■ Information supplied:
BEGIN

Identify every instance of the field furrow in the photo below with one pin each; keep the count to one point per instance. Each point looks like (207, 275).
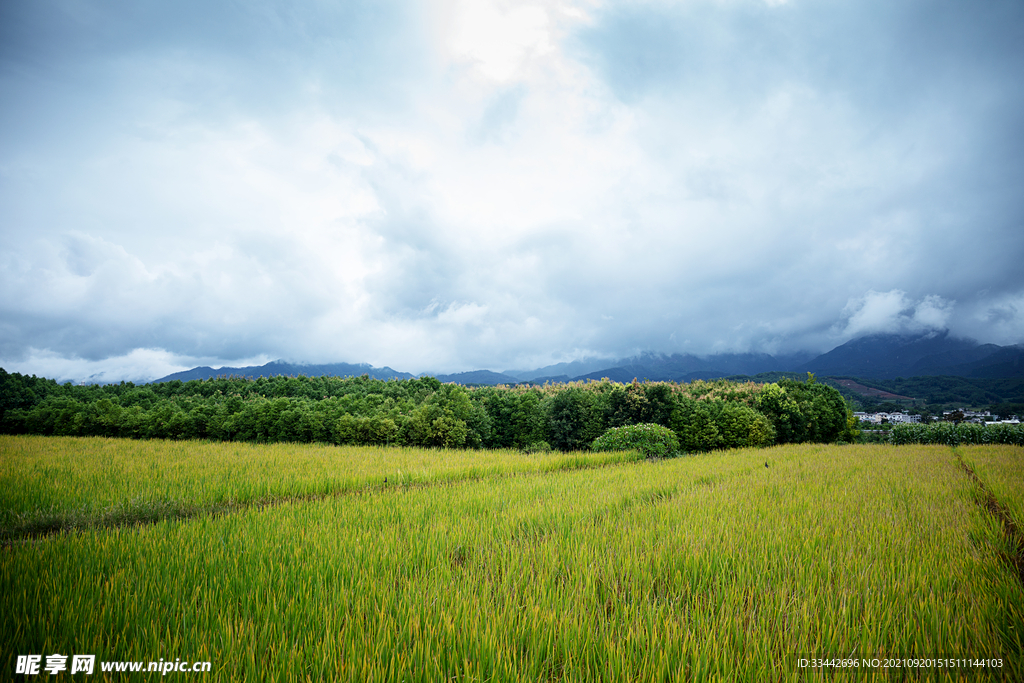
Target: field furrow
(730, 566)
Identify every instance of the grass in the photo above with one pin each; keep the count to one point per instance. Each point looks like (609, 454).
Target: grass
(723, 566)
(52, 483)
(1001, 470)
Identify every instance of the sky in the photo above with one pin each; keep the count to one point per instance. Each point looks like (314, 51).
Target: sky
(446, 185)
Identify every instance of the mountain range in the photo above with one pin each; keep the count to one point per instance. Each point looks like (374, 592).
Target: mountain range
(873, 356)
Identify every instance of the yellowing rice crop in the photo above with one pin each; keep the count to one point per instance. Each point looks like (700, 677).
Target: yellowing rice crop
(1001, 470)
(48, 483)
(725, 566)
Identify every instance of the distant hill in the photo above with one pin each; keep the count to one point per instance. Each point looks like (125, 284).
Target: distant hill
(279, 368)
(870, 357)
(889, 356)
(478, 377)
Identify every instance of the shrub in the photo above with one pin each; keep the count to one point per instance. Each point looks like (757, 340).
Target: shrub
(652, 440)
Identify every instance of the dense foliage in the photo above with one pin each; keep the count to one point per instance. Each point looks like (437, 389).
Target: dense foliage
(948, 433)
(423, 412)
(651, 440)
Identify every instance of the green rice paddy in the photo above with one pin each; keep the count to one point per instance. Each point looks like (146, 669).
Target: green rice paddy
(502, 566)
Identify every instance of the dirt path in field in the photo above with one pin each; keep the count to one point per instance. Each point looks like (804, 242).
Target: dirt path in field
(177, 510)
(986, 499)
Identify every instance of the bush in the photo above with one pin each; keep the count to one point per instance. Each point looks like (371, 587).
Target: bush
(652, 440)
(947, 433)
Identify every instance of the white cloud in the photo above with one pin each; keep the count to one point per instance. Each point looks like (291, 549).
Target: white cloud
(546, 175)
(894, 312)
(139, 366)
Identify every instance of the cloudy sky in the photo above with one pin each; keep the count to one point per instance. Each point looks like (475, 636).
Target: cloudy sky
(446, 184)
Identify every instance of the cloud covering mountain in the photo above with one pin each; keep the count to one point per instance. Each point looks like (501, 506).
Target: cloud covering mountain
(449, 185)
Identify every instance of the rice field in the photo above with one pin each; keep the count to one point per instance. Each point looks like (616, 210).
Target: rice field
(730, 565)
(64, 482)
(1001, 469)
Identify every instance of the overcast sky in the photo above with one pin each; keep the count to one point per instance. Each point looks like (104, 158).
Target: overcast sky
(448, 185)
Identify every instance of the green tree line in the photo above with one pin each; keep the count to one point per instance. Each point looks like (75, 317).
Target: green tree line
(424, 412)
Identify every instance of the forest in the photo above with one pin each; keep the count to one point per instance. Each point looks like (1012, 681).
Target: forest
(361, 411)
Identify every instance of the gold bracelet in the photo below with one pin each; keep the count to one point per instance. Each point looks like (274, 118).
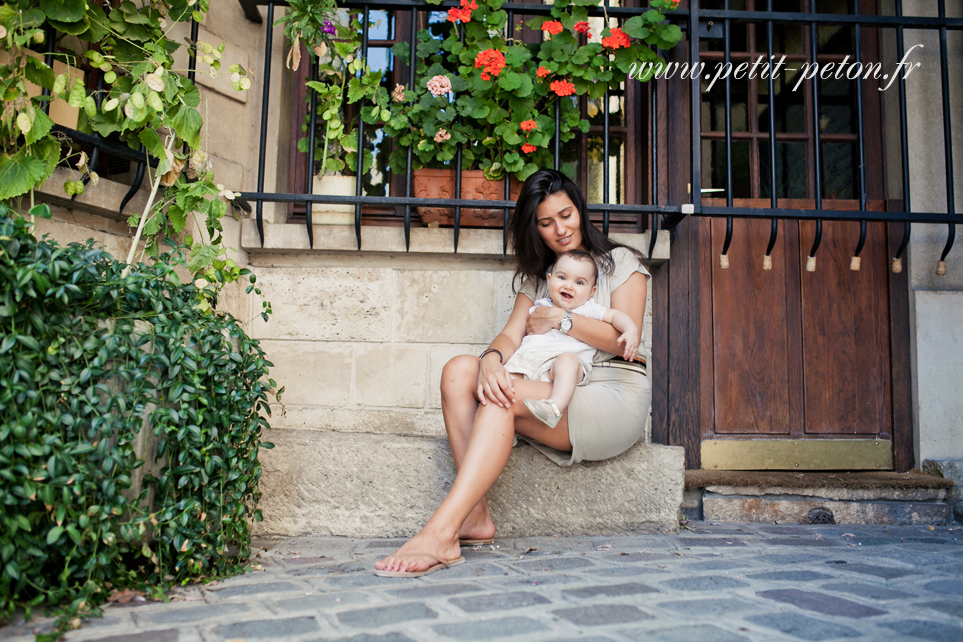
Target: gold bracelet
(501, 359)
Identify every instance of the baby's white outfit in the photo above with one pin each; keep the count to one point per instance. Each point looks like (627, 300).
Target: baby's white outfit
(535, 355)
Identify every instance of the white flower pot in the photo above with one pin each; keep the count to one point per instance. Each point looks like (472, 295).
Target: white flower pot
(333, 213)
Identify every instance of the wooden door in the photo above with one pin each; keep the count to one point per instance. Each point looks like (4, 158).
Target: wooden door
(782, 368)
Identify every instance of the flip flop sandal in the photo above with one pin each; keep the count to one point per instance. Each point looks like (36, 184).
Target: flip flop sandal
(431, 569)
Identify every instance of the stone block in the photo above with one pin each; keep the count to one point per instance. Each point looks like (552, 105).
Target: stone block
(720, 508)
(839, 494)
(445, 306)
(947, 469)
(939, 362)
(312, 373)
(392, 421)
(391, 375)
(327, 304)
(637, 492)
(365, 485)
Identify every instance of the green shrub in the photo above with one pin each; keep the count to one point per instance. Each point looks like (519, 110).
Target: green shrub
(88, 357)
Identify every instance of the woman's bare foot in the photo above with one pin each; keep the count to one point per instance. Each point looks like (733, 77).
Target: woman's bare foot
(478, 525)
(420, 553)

END

Excluding every picture, set down the listing exactly.

Identify every instance of the field furrow in the photo below with one pin each; keep the count to one point per instance. Each point looks like (207, 275).
Target: field furrow
(730, 566)
Identify every instance of the grass in the photo above with one pin each; keep the count to one point per instance. Each point looks like (609, 454).
Target: grass
(723, 566)
(52, 483)
(1001, 470)
Identify every instance of the sky in the photo above with one pin each; keep the count to one point per instance. Each point looks like (314, 51).
Target: sky
(446, 185)
Identify every instance of the mountain range in the photo above with one pin each; keep the count to one point per instance. Each point looks like (374, 592).
Target: mountain range
(873, 356)
Identify every instance of the yellowing rice crop in the photo above with one pin each; keep the count to one point per instance. Each point looks like (700, 677).
Target: yellowing rice crop
(1001, 470)
(48, 483)
(725, 566)
Identify every instance of the distant hill in the photo above with one pin each; keep the count to one point per instance. Each point looks like (125, 284).
Target: distant hill
(279, 368)
(870, 357)
(889, 356)
(478, 377)
Identify every instance of the shrub in the photo above with one pin each; keep the count to one point per instance. Each point looks like (757, 340).
Target: shrub
(652, 440)
Identify every instance of the dense foliage in the photo above with one pin each; keep the count to one point per instance. Each point looks like (437, 389).
Target: dense foliage
(948, 433)
(423, 412)
(651, 440)
Identify every instance of the green rice paddy in the photo above with one pin each; keep the count to one point per instance. Each point looks like (146, 669).
Target: green rice paddy
(502, 566)
Identify every instance of the dirt path in field in the photo above with one pin each; keep the count to one point per instance. Each point looks like (804, 242).
Target: dirt path in field
(177, 510)
(986, 499)
Identify every instance of the bush in the photo above with one pin each; keep the count to one point per instance. Each point looks like (371, 587).
Target: bush
(652, 440)
(947, 433)
Identify every instance of the white cloud in the photo above with one pin each; keep the count to one point per instance. Each point looks like (291, 549).
Target: white cloud
(546, 175)
(894, 312)
(139, 366)
Identify every instance of the cloudy sky in the photo above with one pin each; keep the count to one point per instance. Each point looks like (475, 636).
Target: cloudy sky
(446, 184)
Identify every instance of the cloud covering mountain in the photo above with one pin each; keep the count to one point per instance. Each point looks like (501, 506).
Target: cloud covering mountain
(449, 185)
Identify every instance of the rice field in the photo above with one pin each; keep the count to one point per instance. Each point looks like (616, 210).
Target: rice field
(730, 565)
(64, 482)
(1001, 469)
Identify every instance of the overcast sky in the photo above with one pin each; keep the count to one point per instance. Each point looks like (104, 158).
Target: overcast sky
(448, 185)
Identify every instance of the green tree line in the photo above with one pin each; keep the count to one point per instance. Each point looks like (75, 317).
Target: green tree line
(424, 412)
Identify every instance of the forest in the photo above with one pin each; keep the count to one point per instance. Each point looks like (1012, 681).
Target: forest
(361, 411)
Identify every instance of the gold bracelet in the photo below with one pin each; keep the count to one point per instance. Each point looks like (274, 118).
Target: gold bracelet
(501, 359)
Identify every instance of the baby's white outfit in the photo above with one pin each; keep the count to one point per instance. Each point looks like (627, 300).
Target: baby's white outfit
(535, 355)
Identify every instance of the white flower pot in the photo above with one pin each; keep the count to one point per instance. Each point looks like (472, 295).
Target: white flower pot
(333, 213)
Identify every instance of the wooden door in the photo above with one pin each; keep the count to one point per instance. Each point looks like (4, 158).
Target: wooden door
(782, 368)
Identify every instance of the flip flop sandal in the photo above with one pin each; keep the count to one point per instance. Each point looks like (36, 184).
Target: flip flop sandal
(431, 569)
Identify every instance of the stone block in the photo above with one pin each; keep the count to one point per instance. Each point looks like (552, 105).
Target: stone block
(720, 508)
(839, 494)
(445, 306)
(947, 469)
(939, 362)
(312, 373)
(392, 421)
(391, 375)
(327, 304)
(637, 492)
(365, 485)
Identify every instance of the green shrub in the photo above with one pin each; keep the count to one point per instance. Each point looks like (519, 110).
Target: green shrub
(88, 357)
Identify every instance of the woman's bare foot in the photo above with one pin each; keep the count to one point per instance. Each point looks like (733, 77).
Target: woman's bare foot
(478, 525)
(420, 553)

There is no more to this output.